[ИСХОДНЫЙ ТЕКСТ]
※

Я опять тихо терпела боль, как будто всё повторялось: тогда с ногой терпела и ждала, и здесь терплю и жду, когда всё закончится. Наступило утро, я, конечно, ни секунды не спала, и моя родня тоже. Когда утром пришла медсестра и сняла повязку, она испугалась и сказала: «Срочно, срочно надо везти в больницу!»

В больнице всё было разрушено, но врачи приезжали со всей республики, чтобы помочь пострадавшим. Возле палатки, белой с красным крестом, было много людей. Меня отвезли туда, уложили на кушетку в палатке. Врачи окружили, суетливо сновали туда-сюда. Мама стояла рядом. Так как двери не было, врачи задернули штору из палаточной ткани и попросили маму подождать там.

Врач взял скальпель и сказал: «Надо потерпеть немного». Терпение – мой конёк, я уже двое суток терпела адскую боль. Всё было распухшее, залитое кровью, началось воспаление, загноение. Всё это нужно было чистить. Без наркоза, без обезболивающего… Боль была невыносимой. Я изо всех сил старалась терпеть, но не кричать было невозможно. Я пыталась приглушать крики, чтобы мама не услышала и не страдала, но всё равно всё было слышно.

Вскрыли раны, очистили и установили дренажи. Рядом лежали другие больные – место нашлось на полу, на тонких ватных матрасах, похожих на одеяла. Семь дней мы провели там с мамой и сестрой. Сестра большую часть времени была с мамой, иногда оставаясь у родственников. Все помогали друг другу, как могли, делились даже куском хлеба из гуманитарной помощи, поступавшей из разных стран. Еды всё равно не хватало, все чувствовали голод. Родственники, что могли, приносили еду – главное для них было, чтобы мы хоть как-то питались.

Каждый день люди старались укрепить свои импровизированные жилища из деревьев. Днём становилось безопаснее и теплее. Постепенно стало уютнее: появились матрасы и раскладушки – это был настоящий праздник! Спать стало гораздо комфортнее.

Я постепенно выздоравливала. Примерно через месяц я уже чувствовала себя значительно лучше. Страны, оказывавшие помощь, организовали поездки для сирот, лишившихся родителей. Детей отправляли в лагеря на 10—14 дней, чтобы помочь им психологически.

Некоторых детей отправили в Америку и Европу к временным приёмным родителям. Этим детям больше всего повезло: их любили, хорошо обеспечивали, и многие из тех, кто потерял и мать, и отца, остались жить у них навсегда.

***

Меня с группой отправили в Италию. Организаторы были из Армении и Италии. Наши армянские организаторы настояли, чтобы мы взяли с собой армянский лаваш и бастурму (вяленая солёная говядина). Они говорили, что это наша национальная гордость, и мы должны угостить Папу Римского. Армяне объясняли, что в Италии нет такого лаваша и бастурмы, и это угощение очень тронет сердце Папы.

※

[ПОКАЗАННЫЕ ЗАПИСИ]

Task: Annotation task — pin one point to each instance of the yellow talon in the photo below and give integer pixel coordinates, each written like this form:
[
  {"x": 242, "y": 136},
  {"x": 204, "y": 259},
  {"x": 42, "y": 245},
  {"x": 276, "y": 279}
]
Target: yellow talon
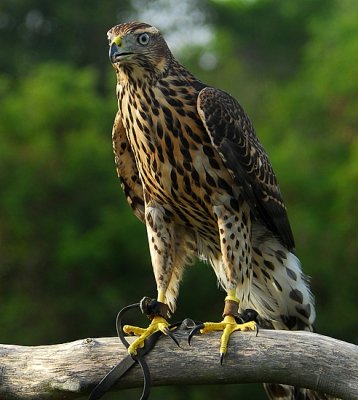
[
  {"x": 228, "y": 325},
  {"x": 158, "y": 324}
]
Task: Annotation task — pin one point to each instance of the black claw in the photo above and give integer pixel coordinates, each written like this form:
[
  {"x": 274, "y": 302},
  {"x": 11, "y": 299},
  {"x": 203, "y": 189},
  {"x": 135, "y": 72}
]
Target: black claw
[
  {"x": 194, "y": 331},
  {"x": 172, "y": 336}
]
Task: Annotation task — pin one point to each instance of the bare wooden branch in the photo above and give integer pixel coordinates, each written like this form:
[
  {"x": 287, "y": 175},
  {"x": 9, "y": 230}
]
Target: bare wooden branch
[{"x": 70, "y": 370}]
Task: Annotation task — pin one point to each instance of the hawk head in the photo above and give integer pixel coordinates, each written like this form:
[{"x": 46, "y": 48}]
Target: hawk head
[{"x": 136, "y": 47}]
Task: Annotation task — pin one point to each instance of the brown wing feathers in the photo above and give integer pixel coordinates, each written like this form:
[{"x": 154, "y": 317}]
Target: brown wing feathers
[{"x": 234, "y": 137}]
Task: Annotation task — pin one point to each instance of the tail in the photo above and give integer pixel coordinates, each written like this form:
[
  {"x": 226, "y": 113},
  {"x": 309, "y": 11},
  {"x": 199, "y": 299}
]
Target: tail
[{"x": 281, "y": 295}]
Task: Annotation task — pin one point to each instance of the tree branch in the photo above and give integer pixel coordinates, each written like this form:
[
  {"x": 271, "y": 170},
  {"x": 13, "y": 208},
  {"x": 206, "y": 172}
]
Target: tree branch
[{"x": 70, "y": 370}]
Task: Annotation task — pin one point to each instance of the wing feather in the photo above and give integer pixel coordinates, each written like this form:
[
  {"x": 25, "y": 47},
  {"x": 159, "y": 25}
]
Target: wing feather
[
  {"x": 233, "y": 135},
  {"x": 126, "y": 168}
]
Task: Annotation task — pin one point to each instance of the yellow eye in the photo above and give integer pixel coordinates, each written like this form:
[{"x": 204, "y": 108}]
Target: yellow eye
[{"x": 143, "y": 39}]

※

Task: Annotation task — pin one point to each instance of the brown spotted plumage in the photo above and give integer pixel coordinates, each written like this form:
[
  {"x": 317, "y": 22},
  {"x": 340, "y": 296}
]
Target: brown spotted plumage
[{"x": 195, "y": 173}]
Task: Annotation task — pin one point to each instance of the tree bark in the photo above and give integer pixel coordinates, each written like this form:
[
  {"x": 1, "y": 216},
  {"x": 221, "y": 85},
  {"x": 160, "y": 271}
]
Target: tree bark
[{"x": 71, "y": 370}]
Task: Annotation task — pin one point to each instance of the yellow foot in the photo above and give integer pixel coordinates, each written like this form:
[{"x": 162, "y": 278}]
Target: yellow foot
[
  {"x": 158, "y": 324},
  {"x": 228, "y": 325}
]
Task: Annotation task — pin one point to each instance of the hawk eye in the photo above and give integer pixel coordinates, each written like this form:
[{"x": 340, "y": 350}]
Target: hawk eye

※

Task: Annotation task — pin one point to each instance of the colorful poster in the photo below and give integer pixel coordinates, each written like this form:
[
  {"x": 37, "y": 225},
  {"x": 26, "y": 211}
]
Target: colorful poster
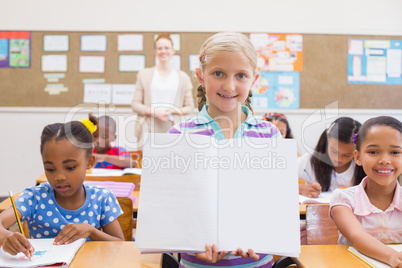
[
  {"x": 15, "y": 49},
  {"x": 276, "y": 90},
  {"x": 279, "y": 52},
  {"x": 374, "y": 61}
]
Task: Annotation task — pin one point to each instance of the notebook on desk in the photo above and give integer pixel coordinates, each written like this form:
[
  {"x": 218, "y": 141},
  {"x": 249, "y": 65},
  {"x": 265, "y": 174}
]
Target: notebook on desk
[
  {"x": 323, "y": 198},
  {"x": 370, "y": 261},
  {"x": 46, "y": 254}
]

※

[ЗАДАНИЕ]
Перепишите, пожалуйста, фрагмент исходного текста от слов «Некоторых детей отправили» до слов «жить у них навсегда.» включительно. Замените в нем «Америку» на «Канаду».

[ОТВЕТ НА ЗАДАНИЕ]
Некоторых детей отправили в Канаду и Европу к временным приёмным родителям. Этим детям больше всего повезло: их любили, хорошо обеспечивали, и многие из тех, кто потерял и мать, и отца, остались жить у них навсегда.